PROBLEM DESCRIPTION
Word for word, reproduce the records that follow.

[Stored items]
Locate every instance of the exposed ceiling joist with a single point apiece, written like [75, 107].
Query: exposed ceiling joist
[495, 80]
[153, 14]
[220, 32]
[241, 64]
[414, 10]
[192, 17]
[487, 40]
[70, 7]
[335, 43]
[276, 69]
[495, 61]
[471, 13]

RESPONSE AREA
Locate every instance of the exposed ceiling joist with a single point apiece, written like [75, 107].
Query: exposed ceiling joist
[495, 80]
[153, 14]
[220, 32]
[241, 64]
[414, 10]
[192, 17]
[487, 40]
[70, 7]
[335, 43]
[276, 69]
[495, 61]
[471, 13]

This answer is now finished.